Task directions: Convert everything in the records from the line containing "Can you find the conifer" down to the line containing "[[907, 446]]", both included, into a Markdown table. Use the columns No. and Entry, number each row, and leave out blank lines.

--- begin Provided entries ---

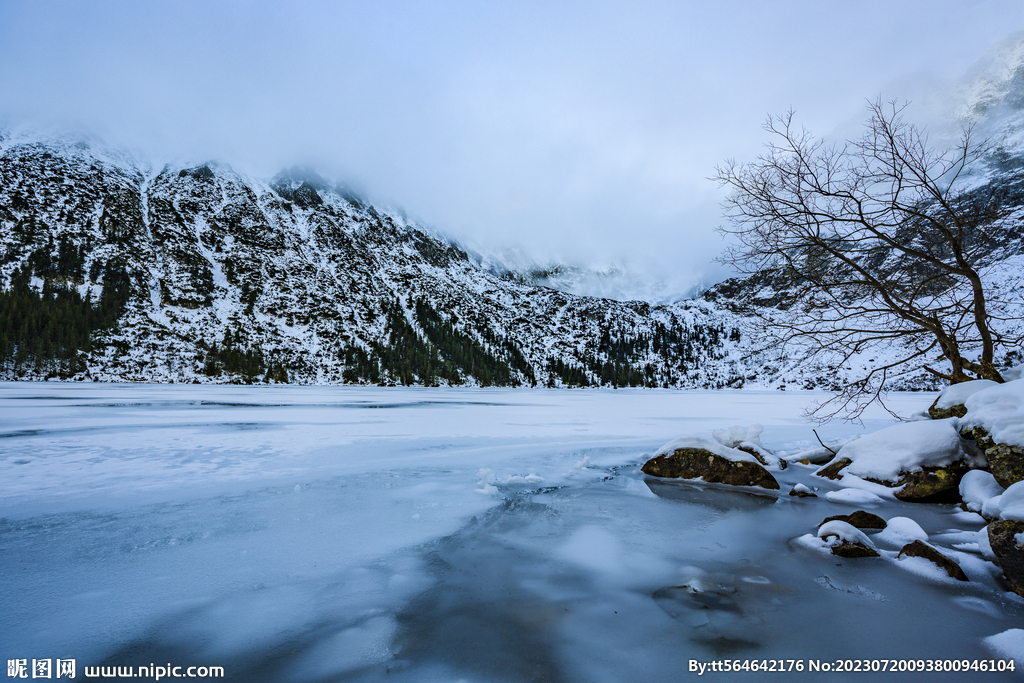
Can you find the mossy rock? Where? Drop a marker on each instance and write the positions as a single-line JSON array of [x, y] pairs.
[[1009, 554], [957, 411], [832, 471], [1006, 462], [851, 549], [933, 484], [922, 549], [697, 463]]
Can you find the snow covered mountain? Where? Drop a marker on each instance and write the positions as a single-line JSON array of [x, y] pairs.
[[200, 273], [113, 270]]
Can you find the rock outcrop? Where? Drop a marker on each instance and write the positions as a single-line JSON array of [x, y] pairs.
[[860, 519], [701, 464], [922, 549], [833, 471], [1005, 537], [933, 484]]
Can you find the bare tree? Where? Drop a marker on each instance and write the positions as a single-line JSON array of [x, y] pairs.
[[880, 240]]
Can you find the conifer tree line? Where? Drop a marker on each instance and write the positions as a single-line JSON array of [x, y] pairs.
[[624, 359], [48, 332], [441, 353]]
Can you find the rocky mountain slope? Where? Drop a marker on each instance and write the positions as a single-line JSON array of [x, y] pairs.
[[114, 270], [202, 274]]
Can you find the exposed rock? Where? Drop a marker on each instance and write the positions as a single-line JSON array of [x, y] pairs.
[[921, 549], [957, 411], [850, 549], [860, 519], [749, 449], [306, 197], [1009, 552], [846, 540], [697, 463], [832, 471], [1006, 462], [933, 484]]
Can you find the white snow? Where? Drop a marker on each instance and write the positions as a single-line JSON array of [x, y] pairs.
[[843, 531], [955, 394], [1008, 645], [1012, 503], [977, 487], [1015, 373], [906, 446], [735, 435], [901, 530], [242, 524], [999, 410]]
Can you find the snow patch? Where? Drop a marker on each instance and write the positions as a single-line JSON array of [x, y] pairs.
[[907, 446]]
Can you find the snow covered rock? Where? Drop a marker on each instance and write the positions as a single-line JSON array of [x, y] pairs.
[[995, 418], [950, 401], [860, 519], [924, 460], [922, 549], [1011, 503], [800, 491], [1006, 537], [901, 530], [695, 458], [846, 540], [978, 487], [832, 471]]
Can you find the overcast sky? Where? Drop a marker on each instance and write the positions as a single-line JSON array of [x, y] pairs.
[[581, 131]]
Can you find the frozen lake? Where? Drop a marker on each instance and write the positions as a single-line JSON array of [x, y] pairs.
[[345, 534]]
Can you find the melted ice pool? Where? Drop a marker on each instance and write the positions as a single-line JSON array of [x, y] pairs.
[[313, 534]]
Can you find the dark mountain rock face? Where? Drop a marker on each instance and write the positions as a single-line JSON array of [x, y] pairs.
[[111, 271]]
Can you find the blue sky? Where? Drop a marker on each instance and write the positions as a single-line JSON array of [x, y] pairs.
[[574, 131]]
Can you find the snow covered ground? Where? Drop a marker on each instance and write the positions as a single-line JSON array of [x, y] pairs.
[[353, 534]]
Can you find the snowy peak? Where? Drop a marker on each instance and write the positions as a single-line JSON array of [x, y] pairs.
[[992, 94], [208, 275]]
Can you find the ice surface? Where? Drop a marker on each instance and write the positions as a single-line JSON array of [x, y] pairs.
[[906, 446], [1008, 645], [853, 497], [955, 394], [315, 534]]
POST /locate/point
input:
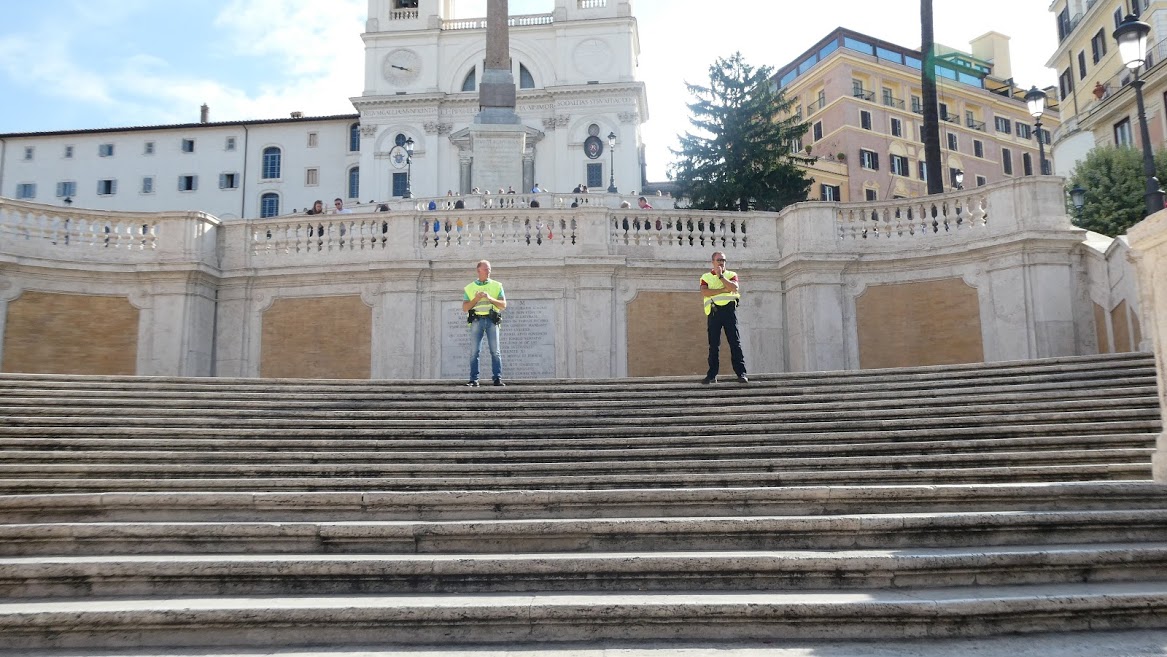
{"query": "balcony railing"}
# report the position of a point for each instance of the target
(893, 102)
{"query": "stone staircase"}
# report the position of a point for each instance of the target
(933, 502)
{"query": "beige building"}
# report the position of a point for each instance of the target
(1098, 106)
(862, 100)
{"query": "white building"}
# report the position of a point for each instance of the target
(575, 69)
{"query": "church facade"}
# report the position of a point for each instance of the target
(574, 69)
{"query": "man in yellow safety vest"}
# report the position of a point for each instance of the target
(483, 302)
(721, 293)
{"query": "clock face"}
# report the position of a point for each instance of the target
(402, 67)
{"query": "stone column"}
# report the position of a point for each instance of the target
(496, 92)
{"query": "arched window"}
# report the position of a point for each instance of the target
(268, 204)
(271, 162)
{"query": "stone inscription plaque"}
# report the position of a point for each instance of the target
(526, 341)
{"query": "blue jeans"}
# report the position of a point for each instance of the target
(484, 326)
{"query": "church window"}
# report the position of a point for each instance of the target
(268, 204)
(272, 156)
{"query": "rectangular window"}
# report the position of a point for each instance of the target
(899, 166)
(595, 175)
(1123, 135)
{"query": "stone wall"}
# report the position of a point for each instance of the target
(605, 292)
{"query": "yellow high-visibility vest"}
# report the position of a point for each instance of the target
(721, 298)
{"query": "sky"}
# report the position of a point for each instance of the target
(74, 64)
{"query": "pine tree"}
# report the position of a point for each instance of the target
(1115, 184)
(740, 155)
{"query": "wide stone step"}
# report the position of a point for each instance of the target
(977, 474)
(242, 452)
(882, 531)
(356, 574)
(552, 504)
(477, 620)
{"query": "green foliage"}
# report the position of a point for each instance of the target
(739, 156)
(1115, 184)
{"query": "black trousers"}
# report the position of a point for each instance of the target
(725, 319)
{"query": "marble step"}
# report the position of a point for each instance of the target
(875, 531)
(831, 500)
(243, 452)
(633, 572)
(481, 620)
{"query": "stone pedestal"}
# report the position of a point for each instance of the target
(497, 156)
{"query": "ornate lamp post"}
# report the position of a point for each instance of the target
(612, 167)
(1078, 197)
(1132, 48)
(409, 170)
(1035, 99)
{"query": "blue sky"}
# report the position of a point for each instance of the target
(70, 64)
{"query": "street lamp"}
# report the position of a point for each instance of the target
(1078, 197)
(1036, 100)
(612, 168)
(1132, 48)
(409, 170)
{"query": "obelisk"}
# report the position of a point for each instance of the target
(498, 137)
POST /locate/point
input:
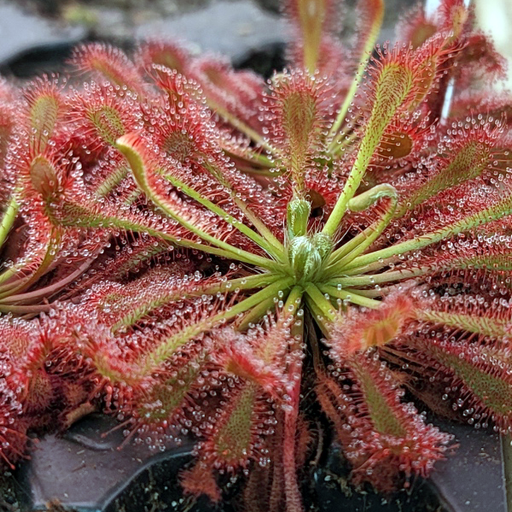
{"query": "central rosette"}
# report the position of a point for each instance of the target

--- end Provided entries ---

Final result:
| No. | Entry |
|---|---|
| 1 | Can you find the conifer tree line? Where? Drop a marker on each instance and write the positions as a single-line JSON array of [x, y] pairs. |
| 2 | [[624, 359], [48, 332], [441, 353]] |
| 3 | Can you find the rocky mountain slope? Where? Drop a marker on each instance and write the positions as a single-line JSON array of [x, y] pairs. |
| 4 | [[114, 270], [202, 274]] |
| 5 | Can you find the exposed rock? Where? Drop a marker on each instance and write the positions as a single-line JSON array of [x, y] pairs. |
| 6 | [[921, 549], [957, 411], [850, 549], [860, 519], [749, 449], [306, 197], [1009, 552], [846, 540], [697, 463], [832, 471], [1006, 462], [933, 484]] |
| 7 | Can you find the white snow? Where? Drop a marker on each instance and write the positions as a single-line JSON array of [x, y] pairs. |
| 8 | [[843, 531], [955, 394], [1008, 645], [1012, 503], [977, 487], [1015, 373], [906, 446], [735, 435], [901, 530], [242, 524], [999, 410]] |
| 9 | Can you find the snow patch? Where? Drop a marker on each instance and write the positions as a single-line JSON array of [x, y] pairs. |
| 10 | [[907, 446]] |